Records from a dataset
────────────────

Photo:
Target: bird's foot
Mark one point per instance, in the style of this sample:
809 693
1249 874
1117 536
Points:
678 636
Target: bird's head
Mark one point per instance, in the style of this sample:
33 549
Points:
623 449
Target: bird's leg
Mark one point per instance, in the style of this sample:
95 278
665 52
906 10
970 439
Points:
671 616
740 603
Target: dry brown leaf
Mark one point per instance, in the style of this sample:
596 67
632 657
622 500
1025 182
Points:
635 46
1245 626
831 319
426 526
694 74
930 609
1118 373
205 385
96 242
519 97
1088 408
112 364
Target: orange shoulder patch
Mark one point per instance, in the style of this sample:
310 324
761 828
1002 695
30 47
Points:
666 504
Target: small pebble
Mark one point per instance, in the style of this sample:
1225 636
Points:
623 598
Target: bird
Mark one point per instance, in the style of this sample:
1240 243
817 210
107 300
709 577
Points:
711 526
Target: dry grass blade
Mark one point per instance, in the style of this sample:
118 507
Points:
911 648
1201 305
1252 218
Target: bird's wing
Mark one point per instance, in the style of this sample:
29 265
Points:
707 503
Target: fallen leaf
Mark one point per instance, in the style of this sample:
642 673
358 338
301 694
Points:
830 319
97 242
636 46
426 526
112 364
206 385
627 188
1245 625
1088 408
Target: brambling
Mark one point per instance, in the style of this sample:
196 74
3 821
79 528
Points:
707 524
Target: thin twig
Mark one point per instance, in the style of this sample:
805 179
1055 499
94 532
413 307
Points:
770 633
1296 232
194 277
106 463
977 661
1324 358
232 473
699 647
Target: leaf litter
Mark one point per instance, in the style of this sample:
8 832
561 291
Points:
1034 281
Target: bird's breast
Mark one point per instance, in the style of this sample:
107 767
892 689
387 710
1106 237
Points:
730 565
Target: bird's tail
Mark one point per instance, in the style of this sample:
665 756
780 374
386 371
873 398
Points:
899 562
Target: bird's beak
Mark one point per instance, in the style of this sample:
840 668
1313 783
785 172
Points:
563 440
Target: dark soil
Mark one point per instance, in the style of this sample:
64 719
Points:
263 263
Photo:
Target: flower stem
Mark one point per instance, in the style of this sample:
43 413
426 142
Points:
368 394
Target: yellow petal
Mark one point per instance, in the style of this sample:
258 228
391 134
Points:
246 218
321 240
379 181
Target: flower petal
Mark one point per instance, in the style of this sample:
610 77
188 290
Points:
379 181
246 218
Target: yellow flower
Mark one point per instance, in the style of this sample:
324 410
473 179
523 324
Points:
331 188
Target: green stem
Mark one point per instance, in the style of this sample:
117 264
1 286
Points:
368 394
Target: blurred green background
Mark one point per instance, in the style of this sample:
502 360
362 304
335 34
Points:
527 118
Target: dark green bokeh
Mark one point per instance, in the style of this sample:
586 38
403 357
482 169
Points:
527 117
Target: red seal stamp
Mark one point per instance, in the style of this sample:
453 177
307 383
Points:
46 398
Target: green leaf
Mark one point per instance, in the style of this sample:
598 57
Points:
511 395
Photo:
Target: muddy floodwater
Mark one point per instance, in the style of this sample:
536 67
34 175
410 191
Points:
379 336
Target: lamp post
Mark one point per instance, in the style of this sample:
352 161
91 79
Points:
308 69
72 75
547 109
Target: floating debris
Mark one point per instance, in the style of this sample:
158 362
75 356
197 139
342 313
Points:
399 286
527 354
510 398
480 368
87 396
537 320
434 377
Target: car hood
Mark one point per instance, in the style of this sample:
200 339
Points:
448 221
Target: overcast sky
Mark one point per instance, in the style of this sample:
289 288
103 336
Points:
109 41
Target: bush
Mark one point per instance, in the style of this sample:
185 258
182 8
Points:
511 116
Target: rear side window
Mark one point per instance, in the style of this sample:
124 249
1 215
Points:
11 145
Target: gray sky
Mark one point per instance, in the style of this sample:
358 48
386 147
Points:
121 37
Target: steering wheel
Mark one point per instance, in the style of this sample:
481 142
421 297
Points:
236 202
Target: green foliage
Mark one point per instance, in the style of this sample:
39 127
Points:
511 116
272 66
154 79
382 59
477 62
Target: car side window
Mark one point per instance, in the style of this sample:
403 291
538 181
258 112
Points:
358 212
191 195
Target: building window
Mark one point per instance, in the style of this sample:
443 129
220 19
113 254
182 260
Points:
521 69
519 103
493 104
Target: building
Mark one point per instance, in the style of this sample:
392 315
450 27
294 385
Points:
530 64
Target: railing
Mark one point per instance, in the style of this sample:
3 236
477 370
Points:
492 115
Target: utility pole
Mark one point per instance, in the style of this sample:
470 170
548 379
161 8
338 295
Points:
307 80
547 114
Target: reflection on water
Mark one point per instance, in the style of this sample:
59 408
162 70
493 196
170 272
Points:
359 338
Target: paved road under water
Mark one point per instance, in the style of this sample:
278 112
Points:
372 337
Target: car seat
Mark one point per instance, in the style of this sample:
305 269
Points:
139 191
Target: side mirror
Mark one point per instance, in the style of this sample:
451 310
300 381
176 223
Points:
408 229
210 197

────────────────

EXERCISE INSTRUCTIONS
Pull out every line in the data above that has the word "stem".

ANSWER BOX
Target: flower stem
Target: green stem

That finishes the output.